PASSAGE:
▶

Finance Minister Constantinos Petrides expects to see the Cyprus economy bounce back from the pandemic with 4.5% GDP growth in 2021 following a 5.5% contraction during last year’s health crisis.
Addressing Invest Cyprus 5th International Investors Summit on Thursday, the Minister said although making projections at a time of uncertainty as the pandemic poses risks, he argued there was good reason to expect the economy to rebound.
He said reasons behind the government’s optimism are “the substantial support measures” introduced.
Admitting that the country’s unemployment rate is currently high at 8%, he said it is expected to drop to 7% within the year.
“Public finances have seen a sharp increase in debt, but this has of course been the case in all EU Member States as support measures and health protection during the pandemic crisis had to be financed,” Petrides pointed out.
Public debt is expected to rise to 120% of the country’s GDP, up from 95% in 2019, due to increased government spending to shore up the economy, combined with reduced state revenue.
But he stressed the significant rise in public debt is attributed to high bond issuances to strengthen the government’s cash reserves which currently amount to 20% of GDP.
The Finance Minister argued the government has followed a “sane policy” while handling the crisis.
“Credit rating agencies have praised Cyprus for keeping public finances at this level”.
“Our policy is to place public debt on a declining trend as of 2021 onwards, expecting public debt to decline to around 98 per cent of GDP by 2023,” said Petrides.
He said that despite the pandemic setback, the government’s priorities have not changed.
“That is achieving macroeconomic stability, implementing prudent fiscal policies, ensuring financial stability, and establishing a competitive business climate, as well as a friendly regulatory environment of a high standard.”
Looking forward, the Finance Minister said that the government aims to fully exploit newly established European instruments such as “the “Recovery and Resilience Facility”, providing a mix of grants and loans to member states.
“This is expected to be instrumental in the revamping and the resilience of our economy, including actions related to the green and digital economy.
“We believe the additional funds, up to €1 bln allocated to Cyprus, will be key for our economy to become more competitive on the global economic stage.”

◀

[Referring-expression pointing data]
▶

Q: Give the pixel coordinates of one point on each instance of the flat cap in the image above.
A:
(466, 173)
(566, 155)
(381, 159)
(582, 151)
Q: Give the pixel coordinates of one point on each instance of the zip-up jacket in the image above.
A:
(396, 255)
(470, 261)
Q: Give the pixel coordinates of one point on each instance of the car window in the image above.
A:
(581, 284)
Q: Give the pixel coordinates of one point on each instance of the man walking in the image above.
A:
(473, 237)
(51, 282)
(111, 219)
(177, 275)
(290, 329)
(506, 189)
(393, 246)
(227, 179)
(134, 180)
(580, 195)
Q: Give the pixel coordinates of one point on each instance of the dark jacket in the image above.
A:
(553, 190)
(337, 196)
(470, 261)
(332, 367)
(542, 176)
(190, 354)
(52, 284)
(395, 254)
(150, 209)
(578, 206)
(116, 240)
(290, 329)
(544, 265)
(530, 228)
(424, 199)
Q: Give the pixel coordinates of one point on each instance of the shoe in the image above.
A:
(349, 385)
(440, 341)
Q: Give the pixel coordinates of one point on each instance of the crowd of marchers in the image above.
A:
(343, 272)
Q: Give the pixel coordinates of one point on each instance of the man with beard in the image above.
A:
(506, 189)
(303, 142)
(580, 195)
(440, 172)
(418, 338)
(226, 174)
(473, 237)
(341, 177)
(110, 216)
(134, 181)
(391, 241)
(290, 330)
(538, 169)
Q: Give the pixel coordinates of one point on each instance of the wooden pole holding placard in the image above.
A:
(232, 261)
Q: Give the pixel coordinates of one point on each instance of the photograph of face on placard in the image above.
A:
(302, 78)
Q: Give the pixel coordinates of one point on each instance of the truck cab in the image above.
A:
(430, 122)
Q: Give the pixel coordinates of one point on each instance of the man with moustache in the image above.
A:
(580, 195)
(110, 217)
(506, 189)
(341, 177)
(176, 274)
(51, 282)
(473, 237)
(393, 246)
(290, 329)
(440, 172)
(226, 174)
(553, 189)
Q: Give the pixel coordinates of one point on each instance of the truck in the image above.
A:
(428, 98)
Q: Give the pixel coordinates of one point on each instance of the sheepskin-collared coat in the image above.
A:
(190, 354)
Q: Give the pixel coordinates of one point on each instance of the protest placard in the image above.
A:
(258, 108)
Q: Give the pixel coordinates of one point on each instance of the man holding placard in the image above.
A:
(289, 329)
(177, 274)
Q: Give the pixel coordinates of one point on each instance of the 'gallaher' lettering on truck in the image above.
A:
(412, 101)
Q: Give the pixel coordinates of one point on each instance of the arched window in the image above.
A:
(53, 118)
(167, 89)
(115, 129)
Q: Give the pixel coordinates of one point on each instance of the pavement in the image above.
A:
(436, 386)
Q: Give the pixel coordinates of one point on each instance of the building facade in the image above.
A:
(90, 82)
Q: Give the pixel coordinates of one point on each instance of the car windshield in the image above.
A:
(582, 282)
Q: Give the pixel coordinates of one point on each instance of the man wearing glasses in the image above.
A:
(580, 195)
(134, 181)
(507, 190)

◀

WHAT THE TASK REQUIRES: Copy the passage on the Cyprus economy starting at "He said that" and ending at "and digital economy.", renaming "priorities" as "goals". These rows come from a separate source, not from the passage on the Cyprus economy.

TASK SOLUTION:
He said that despite the pandemic setback, the government’s goals have not changed.
“That is achieving macroeconomic stability, implementing prudent fiscal policies, ensuring financial stability, and establishing a competitive business climate, as well as a friendly regulatory environment of a high standard.”
Looking forward, the Finance Minister said that the government aims to fully exploit newly established European instruments such as “the “Recovery and Resilience Facility”, providing a mix of grants and loans to member states.
“This is expected to be instrumental in the revamping and the resilience of our economy, including actions related to the green and digital economy.